── STORED RECORDS ──
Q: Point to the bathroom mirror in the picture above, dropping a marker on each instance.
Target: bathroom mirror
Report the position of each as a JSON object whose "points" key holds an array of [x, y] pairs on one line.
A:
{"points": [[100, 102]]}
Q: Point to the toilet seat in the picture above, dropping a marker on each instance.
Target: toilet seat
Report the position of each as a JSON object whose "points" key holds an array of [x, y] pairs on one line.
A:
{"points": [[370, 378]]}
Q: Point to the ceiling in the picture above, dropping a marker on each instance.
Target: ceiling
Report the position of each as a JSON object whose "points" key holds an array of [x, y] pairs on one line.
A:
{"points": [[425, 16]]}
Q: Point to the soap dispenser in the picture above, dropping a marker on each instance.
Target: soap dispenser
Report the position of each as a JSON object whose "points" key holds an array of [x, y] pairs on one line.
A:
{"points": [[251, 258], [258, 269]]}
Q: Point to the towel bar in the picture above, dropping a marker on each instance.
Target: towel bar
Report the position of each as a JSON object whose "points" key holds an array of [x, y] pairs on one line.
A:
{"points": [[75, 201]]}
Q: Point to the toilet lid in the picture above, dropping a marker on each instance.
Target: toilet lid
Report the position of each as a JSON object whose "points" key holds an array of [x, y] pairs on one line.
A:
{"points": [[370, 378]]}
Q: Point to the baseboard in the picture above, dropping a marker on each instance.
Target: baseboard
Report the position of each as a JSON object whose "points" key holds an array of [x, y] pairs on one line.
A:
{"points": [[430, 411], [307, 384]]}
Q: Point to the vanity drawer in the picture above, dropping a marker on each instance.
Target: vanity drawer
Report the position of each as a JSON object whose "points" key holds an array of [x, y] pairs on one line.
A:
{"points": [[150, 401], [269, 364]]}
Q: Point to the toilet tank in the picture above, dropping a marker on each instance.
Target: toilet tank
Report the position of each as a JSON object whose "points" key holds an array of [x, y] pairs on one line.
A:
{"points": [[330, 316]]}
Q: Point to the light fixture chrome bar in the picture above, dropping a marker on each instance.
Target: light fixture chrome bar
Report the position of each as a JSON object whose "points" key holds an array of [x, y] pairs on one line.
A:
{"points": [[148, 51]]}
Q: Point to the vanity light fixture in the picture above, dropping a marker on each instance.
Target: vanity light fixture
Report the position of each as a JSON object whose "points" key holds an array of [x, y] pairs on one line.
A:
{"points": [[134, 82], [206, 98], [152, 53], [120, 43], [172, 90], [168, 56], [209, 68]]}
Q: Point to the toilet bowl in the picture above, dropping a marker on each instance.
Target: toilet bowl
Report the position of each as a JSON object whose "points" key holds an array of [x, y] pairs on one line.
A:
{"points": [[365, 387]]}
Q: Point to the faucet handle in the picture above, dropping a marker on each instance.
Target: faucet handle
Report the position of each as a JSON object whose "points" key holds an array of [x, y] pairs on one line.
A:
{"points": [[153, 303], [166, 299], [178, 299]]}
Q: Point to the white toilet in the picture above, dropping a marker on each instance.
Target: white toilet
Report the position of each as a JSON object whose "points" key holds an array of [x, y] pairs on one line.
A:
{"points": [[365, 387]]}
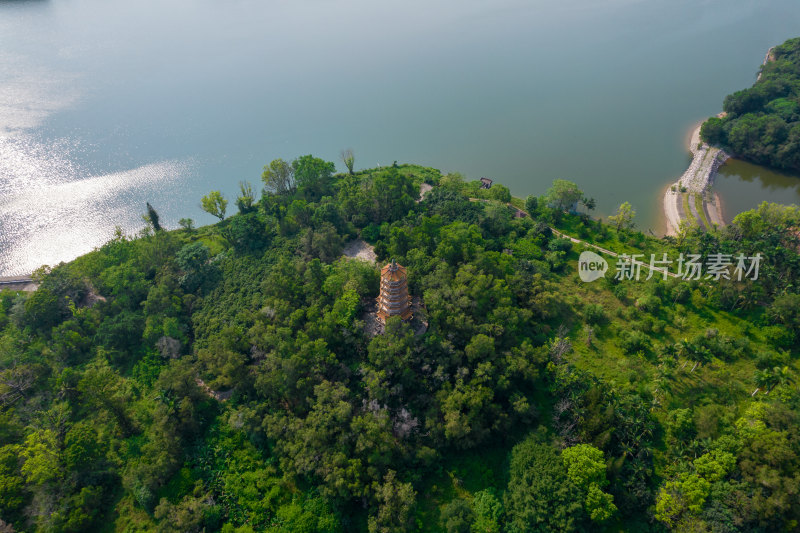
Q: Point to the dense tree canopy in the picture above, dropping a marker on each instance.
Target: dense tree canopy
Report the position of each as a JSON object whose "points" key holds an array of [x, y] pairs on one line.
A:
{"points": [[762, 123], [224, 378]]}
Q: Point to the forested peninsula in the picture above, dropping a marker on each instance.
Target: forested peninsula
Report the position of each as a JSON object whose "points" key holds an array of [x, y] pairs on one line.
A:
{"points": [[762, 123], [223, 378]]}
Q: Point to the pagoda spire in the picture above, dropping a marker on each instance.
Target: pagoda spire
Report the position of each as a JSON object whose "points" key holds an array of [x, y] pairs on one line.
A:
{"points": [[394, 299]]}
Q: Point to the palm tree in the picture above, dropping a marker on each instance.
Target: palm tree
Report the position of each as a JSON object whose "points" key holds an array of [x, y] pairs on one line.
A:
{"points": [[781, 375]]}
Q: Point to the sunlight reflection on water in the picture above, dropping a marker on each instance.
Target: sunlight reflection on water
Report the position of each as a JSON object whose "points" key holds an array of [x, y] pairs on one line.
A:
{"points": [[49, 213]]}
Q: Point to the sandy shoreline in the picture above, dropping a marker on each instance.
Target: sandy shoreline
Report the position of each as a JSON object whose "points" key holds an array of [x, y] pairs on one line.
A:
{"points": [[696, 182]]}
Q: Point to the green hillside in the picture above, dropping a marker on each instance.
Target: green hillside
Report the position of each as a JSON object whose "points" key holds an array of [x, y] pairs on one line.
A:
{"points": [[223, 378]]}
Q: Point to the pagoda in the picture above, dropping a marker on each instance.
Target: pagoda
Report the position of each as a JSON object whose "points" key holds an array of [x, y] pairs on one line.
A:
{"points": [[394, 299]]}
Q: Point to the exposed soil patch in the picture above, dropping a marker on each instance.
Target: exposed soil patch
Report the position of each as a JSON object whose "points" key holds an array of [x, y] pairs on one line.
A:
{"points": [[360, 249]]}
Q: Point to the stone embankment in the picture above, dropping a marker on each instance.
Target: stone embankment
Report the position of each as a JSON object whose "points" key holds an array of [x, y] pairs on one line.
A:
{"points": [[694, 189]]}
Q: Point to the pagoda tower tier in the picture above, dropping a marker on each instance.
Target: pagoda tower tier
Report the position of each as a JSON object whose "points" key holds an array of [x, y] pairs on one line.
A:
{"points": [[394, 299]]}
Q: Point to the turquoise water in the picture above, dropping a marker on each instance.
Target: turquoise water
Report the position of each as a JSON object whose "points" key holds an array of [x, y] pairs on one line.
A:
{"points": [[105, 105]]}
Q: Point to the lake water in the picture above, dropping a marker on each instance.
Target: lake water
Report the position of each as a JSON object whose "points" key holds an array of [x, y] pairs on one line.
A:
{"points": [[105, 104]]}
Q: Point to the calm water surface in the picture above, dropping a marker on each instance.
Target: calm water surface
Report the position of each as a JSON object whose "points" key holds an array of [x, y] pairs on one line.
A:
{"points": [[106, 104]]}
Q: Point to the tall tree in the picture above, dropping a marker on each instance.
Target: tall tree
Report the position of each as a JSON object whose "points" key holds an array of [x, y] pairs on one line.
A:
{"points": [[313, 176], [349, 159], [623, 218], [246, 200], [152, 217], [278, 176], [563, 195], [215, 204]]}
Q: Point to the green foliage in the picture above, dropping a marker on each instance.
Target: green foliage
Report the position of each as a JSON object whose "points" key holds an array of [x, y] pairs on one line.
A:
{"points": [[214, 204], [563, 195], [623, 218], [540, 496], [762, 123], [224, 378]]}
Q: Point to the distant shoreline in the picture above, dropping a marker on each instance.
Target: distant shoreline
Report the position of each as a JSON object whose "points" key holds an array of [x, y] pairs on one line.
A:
───
── STORED RECORDS ──
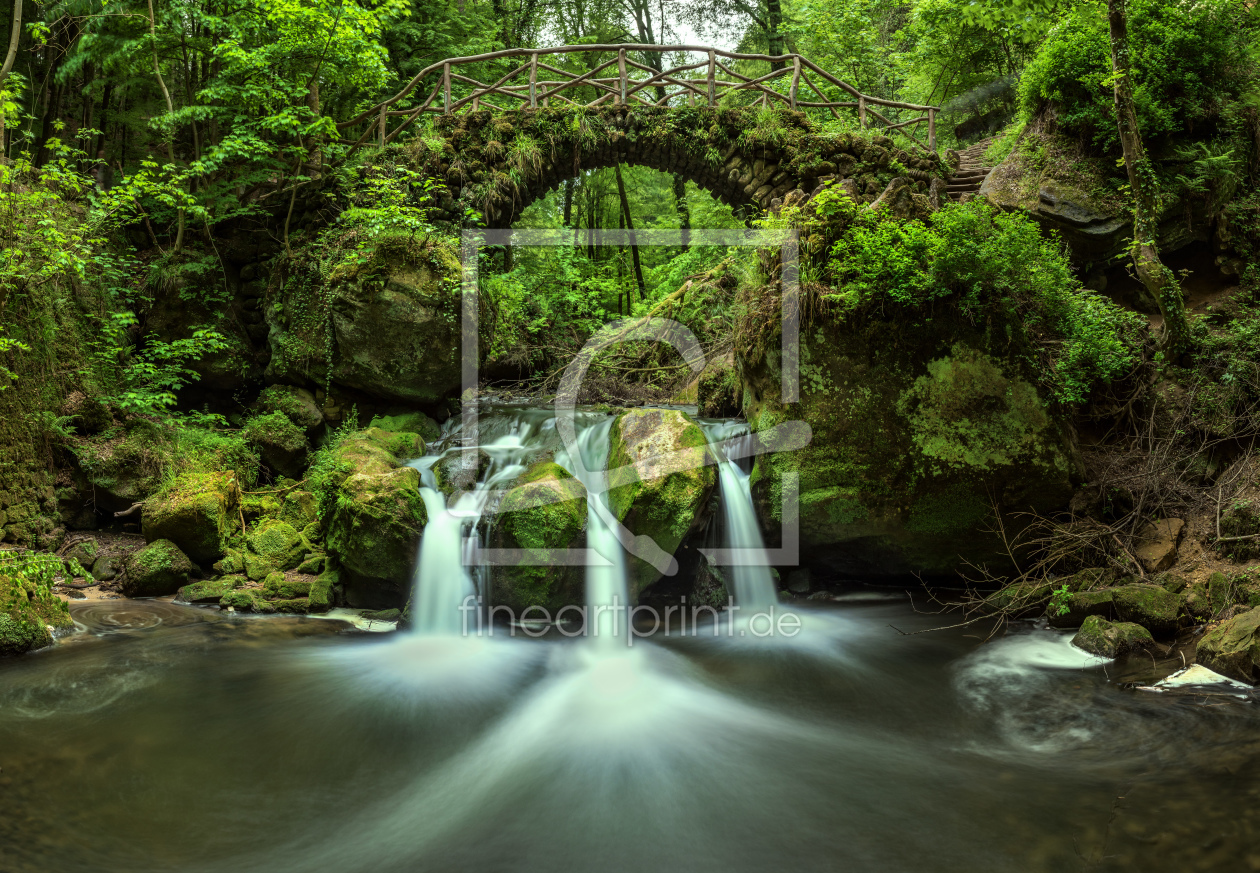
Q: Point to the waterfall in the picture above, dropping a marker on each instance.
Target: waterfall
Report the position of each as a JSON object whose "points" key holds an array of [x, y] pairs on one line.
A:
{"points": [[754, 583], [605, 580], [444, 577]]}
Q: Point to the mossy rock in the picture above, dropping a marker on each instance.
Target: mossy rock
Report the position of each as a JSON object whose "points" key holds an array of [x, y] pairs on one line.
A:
───
● PROBLEM DETAILS: Copy out every line in the data above that contains the string "baseboard". Case counts.

● ANSWER IN FULL:
Q: Point to the baseboard in the picture above, dropping a marker on each instance.
Target: baseboard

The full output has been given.